[[ Material shown open ]]

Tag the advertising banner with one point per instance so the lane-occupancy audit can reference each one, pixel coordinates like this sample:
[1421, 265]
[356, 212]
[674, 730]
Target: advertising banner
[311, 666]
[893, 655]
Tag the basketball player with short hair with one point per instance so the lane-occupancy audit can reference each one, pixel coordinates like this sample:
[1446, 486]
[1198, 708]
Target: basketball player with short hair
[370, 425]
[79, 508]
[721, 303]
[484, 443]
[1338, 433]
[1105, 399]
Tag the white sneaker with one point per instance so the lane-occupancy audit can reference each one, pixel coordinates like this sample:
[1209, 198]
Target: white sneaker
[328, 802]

[[ Material shown closed ]]
[[ Material shown open ]]

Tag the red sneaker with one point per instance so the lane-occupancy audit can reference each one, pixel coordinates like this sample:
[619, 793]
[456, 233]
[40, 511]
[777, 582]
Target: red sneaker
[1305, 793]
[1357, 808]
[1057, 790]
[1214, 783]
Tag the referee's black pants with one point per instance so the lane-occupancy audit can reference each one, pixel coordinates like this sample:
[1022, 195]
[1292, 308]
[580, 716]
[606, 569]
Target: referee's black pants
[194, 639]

[[ Material shown closed ]]
[[ Material shown open ]]

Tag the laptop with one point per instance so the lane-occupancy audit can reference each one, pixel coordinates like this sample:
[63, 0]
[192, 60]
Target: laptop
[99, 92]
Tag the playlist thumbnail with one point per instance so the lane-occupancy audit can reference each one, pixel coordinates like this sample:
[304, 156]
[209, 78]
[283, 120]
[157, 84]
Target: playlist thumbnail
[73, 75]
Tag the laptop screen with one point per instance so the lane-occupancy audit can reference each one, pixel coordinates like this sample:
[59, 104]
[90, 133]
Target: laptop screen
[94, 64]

[[ Material shown closed ]]

Assigned task: Please make an exact copy of the lines above from the line with "Tag the advertising" through the line with "[1198, 708]", both ends included.

Output of the exercise:
Tag the advertising banner with one point per instance so the lane-occupancy audit can reference each one, pixel coordinates like this sample:
[1421, 265]
[356, 212]
[674, 730]
Target: advertising banner
[311, 666]
[893, 655]
Tag the basketball player with short hair with one point per instance so the lane-occupancy audit can reference each one, pixel coordinates like this sample:
[1446, 486]
[1198, 708]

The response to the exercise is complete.